- Prompt: Tally the lines of the records below that contain the string "roof", treating uppercase and lowercase letters as different. State only the number.

- Input rows:
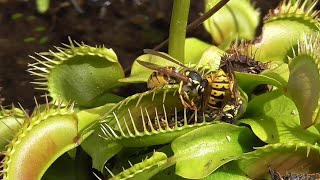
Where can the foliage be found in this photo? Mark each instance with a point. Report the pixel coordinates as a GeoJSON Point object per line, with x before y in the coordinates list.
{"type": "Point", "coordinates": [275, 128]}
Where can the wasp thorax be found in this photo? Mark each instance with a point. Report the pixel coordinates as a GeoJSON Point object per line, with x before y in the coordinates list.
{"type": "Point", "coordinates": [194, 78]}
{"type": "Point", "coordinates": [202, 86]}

...

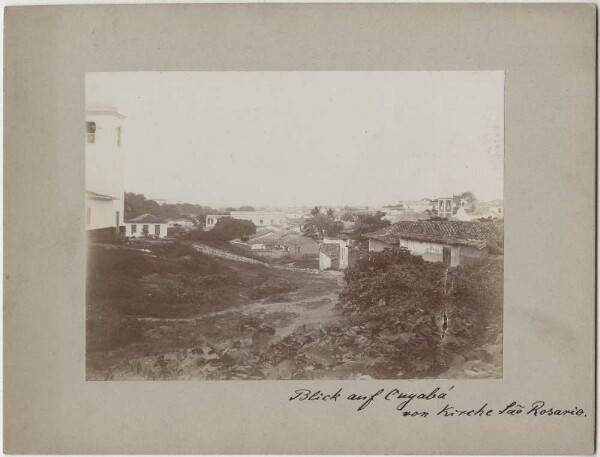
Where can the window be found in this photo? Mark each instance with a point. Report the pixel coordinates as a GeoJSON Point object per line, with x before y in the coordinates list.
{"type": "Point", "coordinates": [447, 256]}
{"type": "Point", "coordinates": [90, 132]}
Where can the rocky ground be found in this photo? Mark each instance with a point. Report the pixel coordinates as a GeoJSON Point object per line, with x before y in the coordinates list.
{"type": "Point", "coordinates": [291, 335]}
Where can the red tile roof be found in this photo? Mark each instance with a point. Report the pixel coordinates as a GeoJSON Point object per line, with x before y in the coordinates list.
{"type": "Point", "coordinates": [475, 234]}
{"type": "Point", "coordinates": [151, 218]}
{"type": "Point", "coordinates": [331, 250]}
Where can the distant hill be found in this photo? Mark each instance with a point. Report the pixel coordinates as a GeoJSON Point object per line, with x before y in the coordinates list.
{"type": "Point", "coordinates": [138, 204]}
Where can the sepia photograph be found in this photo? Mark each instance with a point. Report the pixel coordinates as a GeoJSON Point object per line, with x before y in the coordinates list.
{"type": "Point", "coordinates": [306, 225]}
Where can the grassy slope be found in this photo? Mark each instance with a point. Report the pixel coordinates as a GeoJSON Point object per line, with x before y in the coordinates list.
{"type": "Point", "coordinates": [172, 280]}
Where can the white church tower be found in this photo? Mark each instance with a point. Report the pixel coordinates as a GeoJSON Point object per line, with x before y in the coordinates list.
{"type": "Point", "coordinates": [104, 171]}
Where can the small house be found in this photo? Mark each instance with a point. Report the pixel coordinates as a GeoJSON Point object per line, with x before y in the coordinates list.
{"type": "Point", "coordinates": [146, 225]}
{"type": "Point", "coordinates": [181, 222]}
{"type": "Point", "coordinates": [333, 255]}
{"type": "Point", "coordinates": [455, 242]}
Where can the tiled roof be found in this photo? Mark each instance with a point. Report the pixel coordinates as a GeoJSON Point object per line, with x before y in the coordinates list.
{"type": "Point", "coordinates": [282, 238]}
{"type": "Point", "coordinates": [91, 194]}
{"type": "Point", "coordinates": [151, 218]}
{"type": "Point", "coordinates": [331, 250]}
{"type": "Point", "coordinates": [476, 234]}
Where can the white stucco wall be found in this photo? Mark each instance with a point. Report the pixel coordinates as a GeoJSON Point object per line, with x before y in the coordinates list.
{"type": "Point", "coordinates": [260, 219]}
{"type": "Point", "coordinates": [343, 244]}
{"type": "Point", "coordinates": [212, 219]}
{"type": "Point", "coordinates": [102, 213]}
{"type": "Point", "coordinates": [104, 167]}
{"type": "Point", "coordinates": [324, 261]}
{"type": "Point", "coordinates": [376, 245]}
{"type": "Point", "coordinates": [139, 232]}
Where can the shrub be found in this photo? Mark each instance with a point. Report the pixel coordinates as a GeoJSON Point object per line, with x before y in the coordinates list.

---

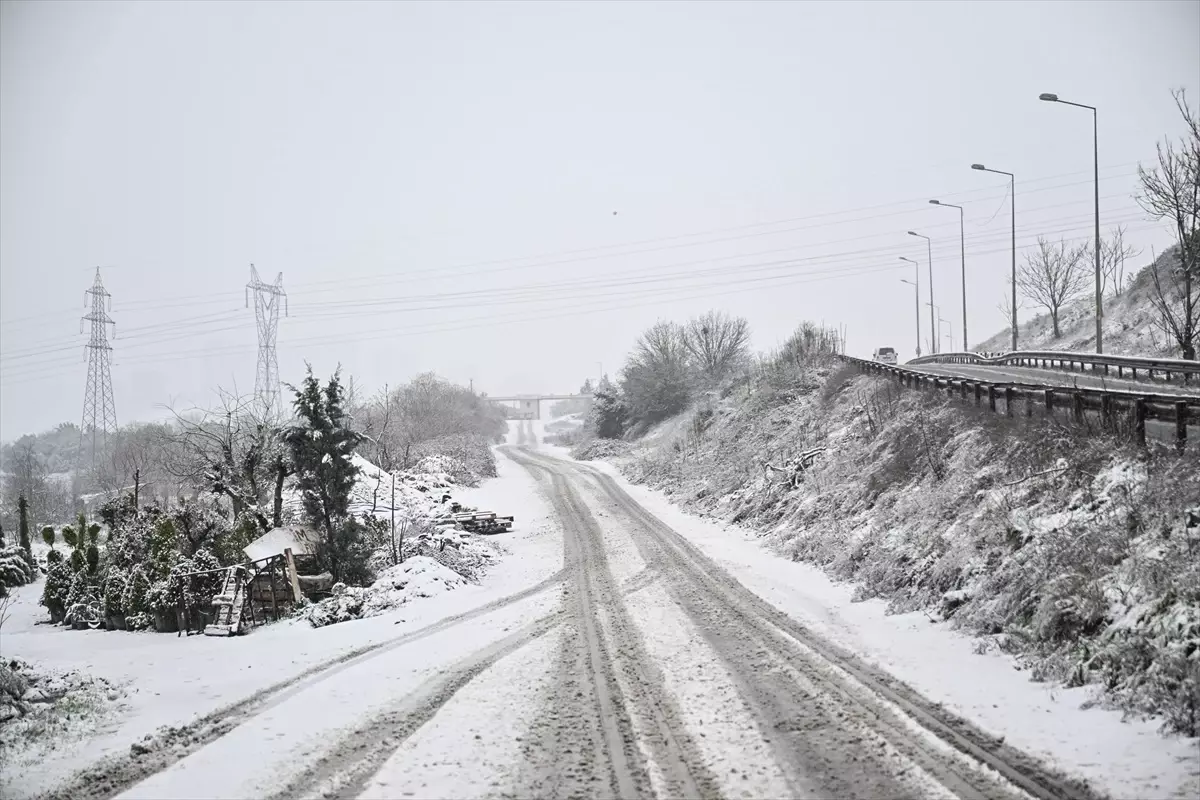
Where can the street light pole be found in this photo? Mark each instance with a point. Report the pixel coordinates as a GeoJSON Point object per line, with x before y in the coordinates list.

- Solution below: 2